▶ _STATED PROBLEM_
Return every line of the items below word for word, leaving out the pictures.

[Data items]
╭──

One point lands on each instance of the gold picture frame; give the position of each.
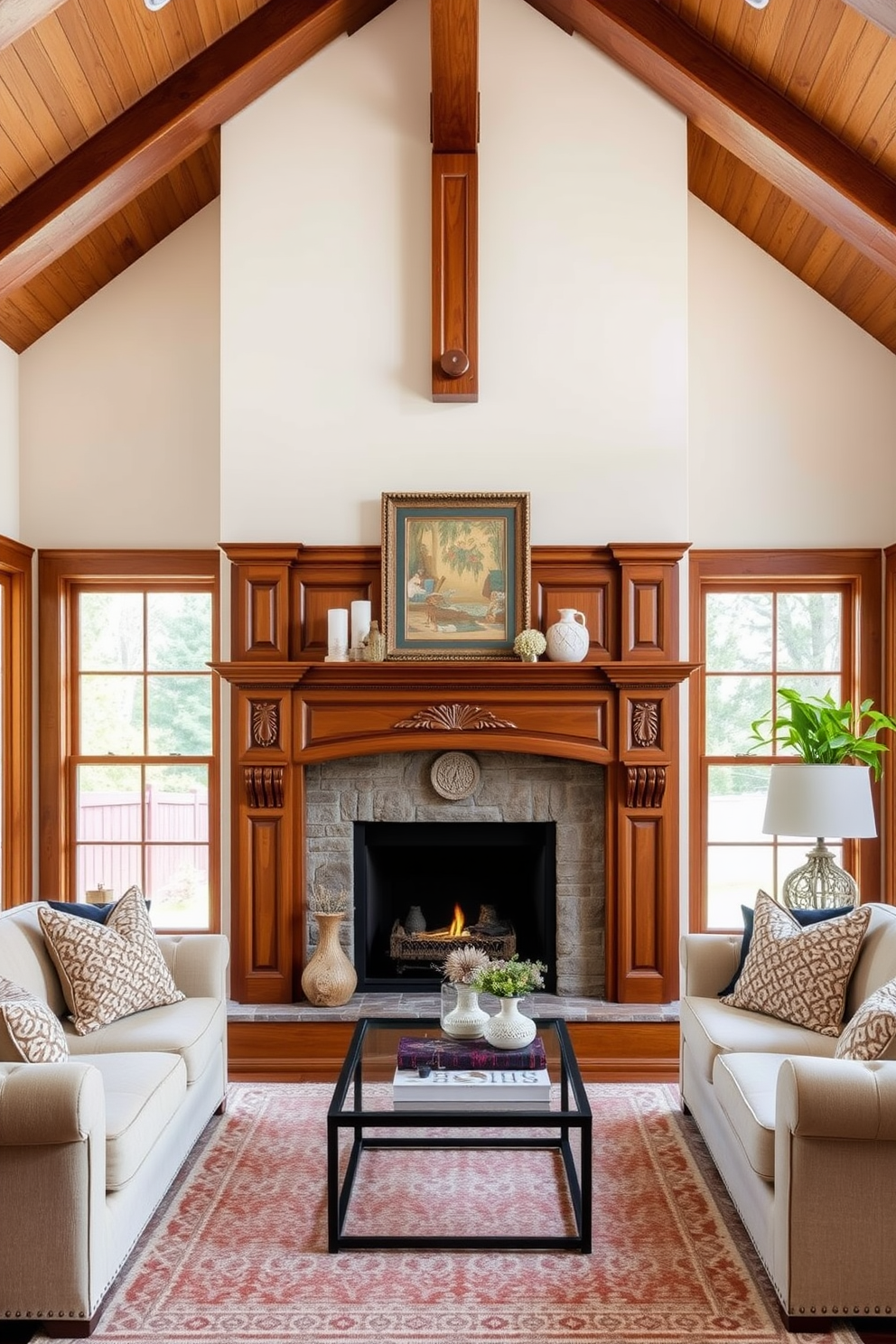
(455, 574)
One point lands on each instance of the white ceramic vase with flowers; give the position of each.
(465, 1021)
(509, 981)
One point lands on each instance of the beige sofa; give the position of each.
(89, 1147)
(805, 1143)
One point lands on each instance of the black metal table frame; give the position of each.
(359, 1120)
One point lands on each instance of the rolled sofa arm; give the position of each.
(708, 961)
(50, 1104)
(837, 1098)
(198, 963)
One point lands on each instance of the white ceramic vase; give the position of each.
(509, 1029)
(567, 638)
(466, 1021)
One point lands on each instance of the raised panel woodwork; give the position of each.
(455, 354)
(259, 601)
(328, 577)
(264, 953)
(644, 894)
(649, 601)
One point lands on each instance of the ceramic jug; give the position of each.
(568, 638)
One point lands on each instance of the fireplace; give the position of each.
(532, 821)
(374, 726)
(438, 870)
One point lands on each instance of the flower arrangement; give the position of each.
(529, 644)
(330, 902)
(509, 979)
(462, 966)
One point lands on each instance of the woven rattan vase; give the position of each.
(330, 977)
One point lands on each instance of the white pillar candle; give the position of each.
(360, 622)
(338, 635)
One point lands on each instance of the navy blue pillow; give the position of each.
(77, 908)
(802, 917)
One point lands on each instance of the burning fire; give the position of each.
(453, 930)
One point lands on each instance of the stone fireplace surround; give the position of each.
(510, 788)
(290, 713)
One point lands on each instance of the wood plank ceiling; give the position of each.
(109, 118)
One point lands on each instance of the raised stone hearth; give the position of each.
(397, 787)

╰──

▶ _OUTPUT OF THE EXERCISE_
One point lands on each instance of the gold picture frame; give the position of each.
(455, 574)
One point lands on each instance of the white ceramic vase with flowers; give the position of each.
(465, 1021)
(509, 981)
One point lands on each instance of the beige sofa; give the position of each.
(89, 1147)
(805, 1143)
One point lands on each instance of the black metal table frame; give the position of each.
(359, 1120)
One point lands on each instance of the rolled sofa arm; give the position of each.
(708, 961)
(50, 1104)
(837, 1098)
(198, 963)
One point lands on each instance of the white ceramic vase; give the position of each.
(509, 1029)
(567, 638)
(466, 1021)
One point lands on each instance of the raised panel woodwork; give the position of each.
(455, 354)
(259, 601)
(328, 577)
(264, 953)
(644, 894)
(649, 601)
One point lands on each instance of the ceramic jug; give the position of each.
(568, 638)
One point lands on each instance of the fireplace; give the position of each.
(532, 821)
(374, 726)
(438, 870)
One point lands on each instance of the flower arrangement; give the position of each.
(529, 644)
(330, 902)
(509, 979)
(462, 966)
One point lands on each instance of the woven rattan vase; give the position of each.
(330, 977)
One point lands on each instance of the white pillar candle; give the position of each.
(360, 622)
(338, 635)
One point lands on each instance of the navy blue pillow; give the position of each.
(77, 908)
(802, 917)
One point lands on each instance of the burning fire; give the position of each.
(453, 930)
One point lands on each instance of the stone fireplace surround; give the position of each.
(510, 788)
(290, 713)
One point lands on each instance of the wood plank ceiling; give the position of each.
(109, 118)
One point lands on each instance of the raised stone hearth; give the position of each.
(397, 787)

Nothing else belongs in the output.